Work to be completed:
Determine how many lines in the entries contain the word "every", and give that number with no other text.
....................
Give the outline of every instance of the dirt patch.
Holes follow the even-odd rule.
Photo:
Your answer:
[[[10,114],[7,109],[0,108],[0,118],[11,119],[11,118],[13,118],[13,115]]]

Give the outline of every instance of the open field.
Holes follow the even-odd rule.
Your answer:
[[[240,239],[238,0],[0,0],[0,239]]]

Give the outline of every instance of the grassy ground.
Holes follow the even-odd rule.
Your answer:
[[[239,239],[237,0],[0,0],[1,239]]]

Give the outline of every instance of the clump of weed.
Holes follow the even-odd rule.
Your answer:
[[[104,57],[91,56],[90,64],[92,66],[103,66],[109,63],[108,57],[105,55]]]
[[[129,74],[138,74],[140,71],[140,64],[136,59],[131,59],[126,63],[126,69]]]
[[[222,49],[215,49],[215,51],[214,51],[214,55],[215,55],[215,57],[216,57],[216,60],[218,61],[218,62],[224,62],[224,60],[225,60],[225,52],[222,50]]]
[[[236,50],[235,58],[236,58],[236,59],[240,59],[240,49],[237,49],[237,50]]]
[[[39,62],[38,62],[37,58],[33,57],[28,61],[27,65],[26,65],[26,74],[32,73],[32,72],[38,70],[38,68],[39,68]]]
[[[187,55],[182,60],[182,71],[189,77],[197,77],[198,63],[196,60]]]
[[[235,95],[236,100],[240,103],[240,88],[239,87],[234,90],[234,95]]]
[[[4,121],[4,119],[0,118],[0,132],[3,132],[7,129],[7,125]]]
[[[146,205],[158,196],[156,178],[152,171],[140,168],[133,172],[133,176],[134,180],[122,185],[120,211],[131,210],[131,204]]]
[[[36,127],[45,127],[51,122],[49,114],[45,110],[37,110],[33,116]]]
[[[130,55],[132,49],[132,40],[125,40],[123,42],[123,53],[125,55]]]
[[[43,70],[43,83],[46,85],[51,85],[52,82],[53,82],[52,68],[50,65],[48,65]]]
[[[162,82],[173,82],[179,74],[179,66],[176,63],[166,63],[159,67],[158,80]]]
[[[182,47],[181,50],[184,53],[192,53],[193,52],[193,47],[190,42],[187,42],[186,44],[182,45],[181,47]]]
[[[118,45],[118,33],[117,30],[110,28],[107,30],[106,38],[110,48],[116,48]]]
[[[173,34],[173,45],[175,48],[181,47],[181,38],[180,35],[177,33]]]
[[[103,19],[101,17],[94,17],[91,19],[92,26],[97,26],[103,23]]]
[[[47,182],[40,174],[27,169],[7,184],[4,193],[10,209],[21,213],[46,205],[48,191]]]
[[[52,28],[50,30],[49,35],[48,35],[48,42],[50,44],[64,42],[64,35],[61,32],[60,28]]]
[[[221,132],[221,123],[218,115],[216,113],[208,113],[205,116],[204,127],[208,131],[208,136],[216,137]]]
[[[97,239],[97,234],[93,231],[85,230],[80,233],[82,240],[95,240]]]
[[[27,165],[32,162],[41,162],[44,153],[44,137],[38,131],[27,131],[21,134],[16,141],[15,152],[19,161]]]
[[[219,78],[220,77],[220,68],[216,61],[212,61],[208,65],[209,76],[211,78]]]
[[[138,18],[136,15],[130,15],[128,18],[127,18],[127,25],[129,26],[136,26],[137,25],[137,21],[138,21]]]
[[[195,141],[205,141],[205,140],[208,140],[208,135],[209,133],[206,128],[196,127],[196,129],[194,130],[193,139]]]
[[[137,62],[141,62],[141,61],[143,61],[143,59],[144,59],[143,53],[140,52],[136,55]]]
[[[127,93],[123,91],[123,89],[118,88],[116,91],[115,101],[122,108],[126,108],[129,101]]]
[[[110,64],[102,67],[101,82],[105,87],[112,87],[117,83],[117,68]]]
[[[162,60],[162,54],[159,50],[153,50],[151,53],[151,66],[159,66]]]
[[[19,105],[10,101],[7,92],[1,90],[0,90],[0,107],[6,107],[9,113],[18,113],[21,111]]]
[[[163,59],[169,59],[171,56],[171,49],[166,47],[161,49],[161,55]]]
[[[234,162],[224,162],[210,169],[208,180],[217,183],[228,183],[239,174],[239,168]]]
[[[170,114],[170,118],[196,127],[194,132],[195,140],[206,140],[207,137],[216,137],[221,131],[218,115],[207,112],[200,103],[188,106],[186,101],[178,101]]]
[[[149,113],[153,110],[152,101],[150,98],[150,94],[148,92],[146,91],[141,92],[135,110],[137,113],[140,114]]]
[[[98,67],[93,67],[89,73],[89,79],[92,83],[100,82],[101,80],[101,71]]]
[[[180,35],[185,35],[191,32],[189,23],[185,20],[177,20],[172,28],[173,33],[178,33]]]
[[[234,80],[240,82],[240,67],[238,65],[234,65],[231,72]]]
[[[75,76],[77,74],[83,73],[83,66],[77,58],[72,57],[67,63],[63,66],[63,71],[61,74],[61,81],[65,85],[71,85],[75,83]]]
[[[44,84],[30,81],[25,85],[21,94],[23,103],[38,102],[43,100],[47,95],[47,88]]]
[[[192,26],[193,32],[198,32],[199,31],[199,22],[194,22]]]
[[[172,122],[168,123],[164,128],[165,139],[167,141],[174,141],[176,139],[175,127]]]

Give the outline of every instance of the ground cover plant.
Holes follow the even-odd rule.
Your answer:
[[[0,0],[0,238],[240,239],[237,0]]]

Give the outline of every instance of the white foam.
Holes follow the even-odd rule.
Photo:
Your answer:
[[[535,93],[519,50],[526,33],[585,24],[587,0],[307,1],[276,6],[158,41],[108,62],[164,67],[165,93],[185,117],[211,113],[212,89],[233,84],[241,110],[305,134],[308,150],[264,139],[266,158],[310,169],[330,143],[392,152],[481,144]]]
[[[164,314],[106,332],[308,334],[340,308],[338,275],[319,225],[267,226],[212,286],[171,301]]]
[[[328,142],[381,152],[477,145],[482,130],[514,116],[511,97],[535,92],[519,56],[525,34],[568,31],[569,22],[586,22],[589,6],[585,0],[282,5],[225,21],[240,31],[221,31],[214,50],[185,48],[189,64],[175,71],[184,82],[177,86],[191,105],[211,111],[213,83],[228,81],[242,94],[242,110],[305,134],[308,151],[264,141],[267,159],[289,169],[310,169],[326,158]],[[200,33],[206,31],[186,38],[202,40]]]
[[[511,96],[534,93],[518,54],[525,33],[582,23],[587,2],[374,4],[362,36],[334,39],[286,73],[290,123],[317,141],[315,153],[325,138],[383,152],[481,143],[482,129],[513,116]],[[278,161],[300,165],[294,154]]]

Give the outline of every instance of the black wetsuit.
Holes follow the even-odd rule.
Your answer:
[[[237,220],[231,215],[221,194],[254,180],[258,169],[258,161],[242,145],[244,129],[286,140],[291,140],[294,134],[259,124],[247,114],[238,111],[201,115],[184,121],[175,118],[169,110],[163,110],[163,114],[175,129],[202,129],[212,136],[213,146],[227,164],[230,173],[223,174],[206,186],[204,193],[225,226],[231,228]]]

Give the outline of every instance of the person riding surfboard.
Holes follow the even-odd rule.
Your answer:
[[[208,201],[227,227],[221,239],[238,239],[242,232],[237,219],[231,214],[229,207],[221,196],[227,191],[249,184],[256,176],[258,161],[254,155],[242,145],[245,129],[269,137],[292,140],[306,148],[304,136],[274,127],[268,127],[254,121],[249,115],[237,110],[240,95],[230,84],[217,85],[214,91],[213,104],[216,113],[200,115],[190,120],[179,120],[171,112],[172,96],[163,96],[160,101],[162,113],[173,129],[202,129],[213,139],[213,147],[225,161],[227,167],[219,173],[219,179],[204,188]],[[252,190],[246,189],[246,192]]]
....................
Result of this task:
8